What the task requires: Gather every line in the listing below that contains the string "positive", and copy each such line in full. Matches must agree in case.

Supplied records:

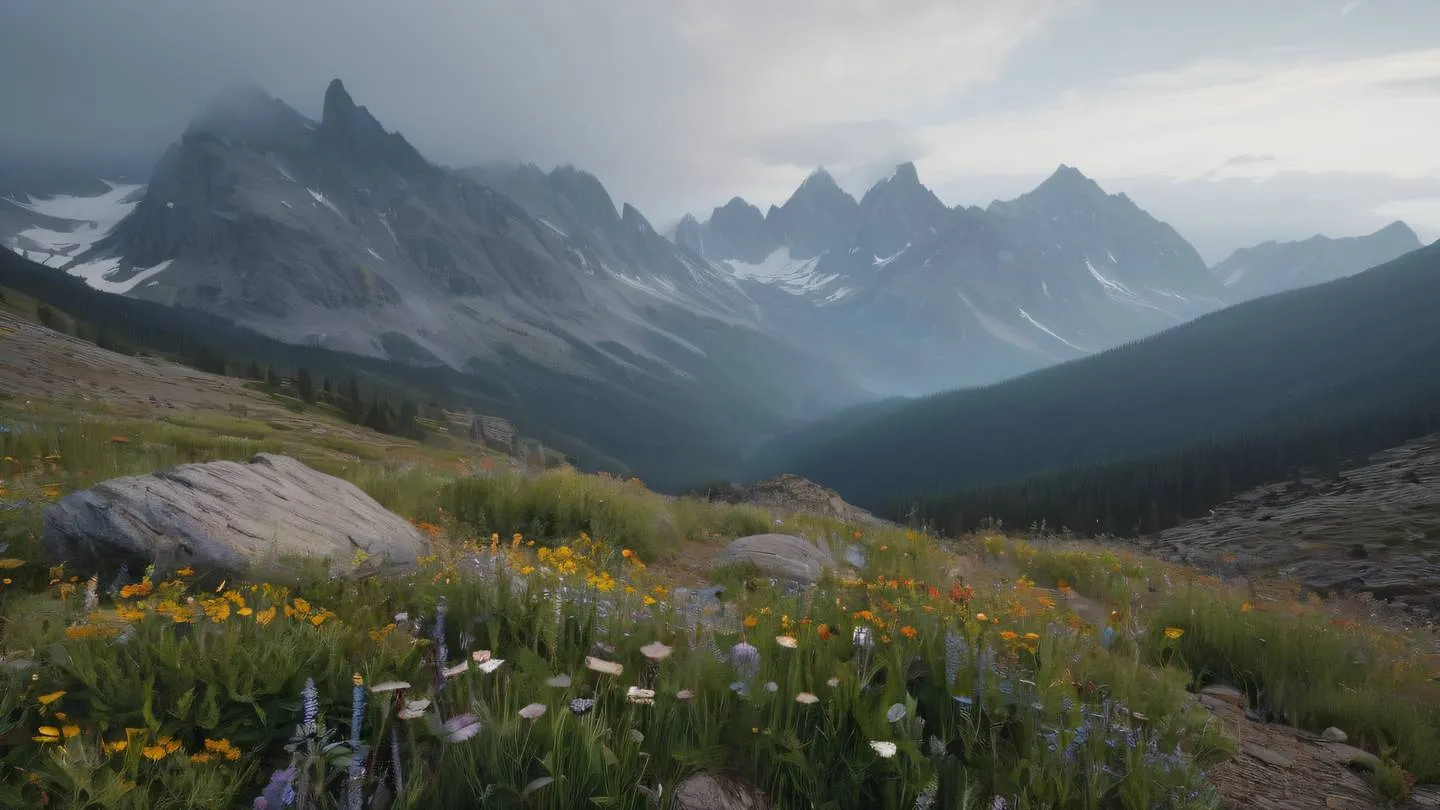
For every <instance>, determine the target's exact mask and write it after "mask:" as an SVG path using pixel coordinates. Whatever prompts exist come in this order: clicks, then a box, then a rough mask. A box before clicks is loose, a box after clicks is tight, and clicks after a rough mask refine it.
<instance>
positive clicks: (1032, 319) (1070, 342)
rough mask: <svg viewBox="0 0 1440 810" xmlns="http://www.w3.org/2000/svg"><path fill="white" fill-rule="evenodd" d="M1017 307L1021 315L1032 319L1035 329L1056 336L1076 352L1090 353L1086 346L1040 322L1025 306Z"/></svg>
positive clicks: (1023, 317)
mask: <svg viewBox="0 0 1440 810" xmlns="http://www.w3.org/2000/svg"><path fill="white" fill-rule="evenodd" d="M1015 308H1017V310H1020V317H1022V319H1025V320H1027V321H1030V324H1031V326H1034V327H1035V329H1038V330H1040V331H1044V333H1045V334H1048V336H1051V337H1054V339H1056V340H1058V342H1061V343H1064V344H1066V346H1068V347H1071V349H1074V350H1076V352H1084V353H1086V355H1089V353H1090V350H1089V349H1086V347H1084V346H1076V344H1074V343H1071V342H1068V340H1066V339H1064V337H1060V336H1058V334H1056V331H1054V330H1053V329H1050V327H1048V326H1045V324H1043V323H1040V321H1038V320H1035V319H1034V317H1031V314H1030V313H1027V311H1025V308H1024V307H1015Z"/></svg>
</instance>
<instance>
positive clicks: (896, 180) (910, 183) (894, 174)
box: [890, 160, 920, 186]
mask: <svg viewBox="0 0 1440 810" xmlns="http://www.w3.org/2000/svg"><path fill="white" fill-rule="evenodd" d="M890 182H891V183H901V184H907V186H919V184H920V172H917V170H916V167H914V161H910V160H907V161H904V163H901V164H900V166H896V172H894V174H891V176H890Z"/></svg>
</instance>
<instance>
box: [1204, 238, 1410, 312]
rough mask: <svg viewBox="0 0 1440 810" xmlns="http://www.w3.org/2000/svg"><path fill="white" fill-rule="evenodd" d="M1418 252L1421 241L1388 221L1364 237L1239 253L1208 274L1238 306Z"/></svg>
mask: <svg viewBox="0 0 1440 810" xmlns="http://www.w3.org/2000/svg"><path fill="white" fill-rule="evenodd" d="M1418 248H1420V238H1418V236H1416V232H1414V231H1411V229H1410V226H1408V225H1405V223H1404V222H1391V223H1390V225H1387V226H1384V228H1381V229H1380V231H1375V232H1374V233H1367V235H1364V236H1346V238H1341V239H1331V238H1329V236H1320V235H1316V236H1310V238H1309V239H1305V241H1300V242H1264V244H1261V245H1256V246H1253V248H1241V249H1238V251H1236V252H1233V254H1230V257H1228V258H1225V259H1224V261H1223V262H1220V264H1217V265H1215V267H1212V268H1211V271H1212V272H1214V274H1215V278H1217V280H1218V281H1220V282H1221V284H1223V285H1224V287H1225V297H1227V300H1228V301H1230V303H1236V304H1238V303H1240V301H1248V300H1250V298H1259V297H1261V295H1272V294H1274V293H1283V291H1286V290H1295V288H1297V287H1310V285H1313V284H1323V282H1326V281H1335V280H1336V278H1345V277H1346V275H1355V274H1356V272H1361V271H1362V270H1368V268H1372V267H1378V265H1381V264H1385V262H1387V261H1390V259H1392V258H1397V257H1400V255H1404V254H1408V252H1410V251H1414V249H1418Z"/></svg>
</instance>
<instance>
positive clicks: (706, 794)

Exercise answer:
positive clicks: (1032, 319) (1070, 342)
positive clicks: (1023, 317)
positive clicks: (896, 180) (910, 183) (894, 174)
positive clicks: (706, 794)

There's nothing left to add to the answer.